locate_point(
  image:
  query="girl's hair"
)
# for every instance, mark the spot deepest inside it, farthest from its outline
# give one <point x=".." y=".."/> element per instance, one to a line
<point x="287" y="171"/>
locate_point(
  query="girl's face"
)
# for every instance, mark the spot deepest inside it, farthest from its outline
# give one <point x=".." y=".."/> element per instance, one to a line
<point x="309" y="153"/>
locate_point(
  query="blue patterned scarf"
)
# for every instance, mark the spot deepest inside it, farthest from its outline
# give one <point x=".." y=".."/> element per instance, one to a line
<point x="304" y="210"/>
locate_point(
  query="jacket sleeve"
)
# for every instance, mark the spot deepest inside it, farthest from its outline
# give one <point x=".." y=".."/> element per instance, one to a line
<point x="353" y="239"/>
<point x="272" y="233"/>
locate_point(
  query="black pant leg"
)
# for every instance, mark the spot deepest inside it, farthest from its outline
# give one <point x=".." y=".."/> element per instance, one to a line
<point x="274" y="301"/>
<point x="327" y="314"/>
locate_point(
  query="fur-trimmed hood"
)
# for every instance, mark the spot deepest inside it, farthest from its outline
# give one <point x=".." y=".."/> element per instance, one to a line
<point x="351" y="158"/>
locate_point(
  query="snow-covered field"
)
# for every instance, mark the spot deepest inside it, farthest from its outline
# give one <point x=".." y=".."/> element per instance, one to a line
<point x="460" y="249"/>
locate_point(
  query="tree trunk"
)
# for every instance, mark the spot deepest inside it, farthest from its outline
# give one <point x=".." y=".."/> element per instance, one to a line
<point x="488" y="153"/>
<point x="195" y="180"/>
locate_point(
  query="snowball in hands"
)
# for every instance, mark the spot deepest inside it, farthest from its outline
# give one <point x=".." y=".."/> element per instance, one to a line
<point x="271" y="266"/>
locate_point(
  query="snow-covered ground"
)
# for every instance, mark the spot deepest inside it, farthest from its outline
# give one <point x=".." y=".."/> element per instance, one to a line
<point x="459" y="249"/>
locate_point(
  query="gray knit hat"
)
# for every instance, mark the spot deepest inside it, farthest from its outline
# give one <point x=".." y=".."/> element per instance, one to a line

==*==

## TASK GOAL
Extract every entry above as it appears.

## SOLUTION FOR THIS EXERCISE
locate_point(
  image:
  query="girl's hair"
)
# for every instance, mark the spot deepest inside it, farthest from its outline
# give one <point x=".." y=".."/> element per instance, one to a line
<point x="287" y="171"/>
locate_point(
  query="girl's face"
)
# for every instance, mark the spot deepest inside it, farthest from its outline
# give one <point x=".." y=".."/> element per instance, one to a line
<point x="309" y="153"/>
locate_point(
  query="blue patterned scarf"
)
# for every instance, mark the spot deepest inside it, farthest from its outline
# give one <point x=".." y=".."/> element per instance, one to a line
<point x="304" y="210"/>
locate_point(
  query="jacket sleeve"
)
# for every instance, mark the spot deepest inside it, farthest from its outline
# give one <point x=".." y=".."/> element per instance, one to a line
<point x="353" y="239"/>
<point x="272" y="233"/>
locate_point(
  query="black pant leg"
)
# for every instance, mark the spot deepest inside it, farthest from its outline
# give one <point x=".." y=".."/> element per instance, one to a line
<point x="274" y="301"/>
<point x="327" y="314"/>
locate_point(
  query="fur-trimmed hood"
)
# for every instance, mark the spot deepest inside it, farthest from its outline
# give one <point x=".." y=".."/> element per instance, one to a line
<point x="351" y="158"/>
locate_point(
  query="snow-covered field"
)
# for every instance, mark the spot deepest inside it, farthest from its outline
# give one <point x=".." y=".."/> element per instance, one to a line
<point x="460" y="249"/>
locate_point(
  query="tree trunk"
)
# for every instance, mark the spot deepest inside it, farthest from its outline
# give one <point x=".." y=".."/> element per instance, one to a line
<point x="488" y="153"/>
<point x="195" y="180"/>
locate_point(
  query="snowball in hands"
)
# for every instance, mark the spot deepest inside it, farthest from its outline
# give one <point x=".." y=".."/> element per instance, one to a line
<point x="271" y="266"/>
locate_point(
  query="snow-covered ground"
)
# for every instance, mark the spot deepest inside it, farthest from its outline
# give one <point x=".." y=".."/> element per instance, one to a line
<point x="459" y="249"/>
locate_point(
  query="gray knit hat"
)
# for every instance, mark the spot deepest inside it, farthest from its outline
# give one <point x=".." y=".."/> element per instance, one to a line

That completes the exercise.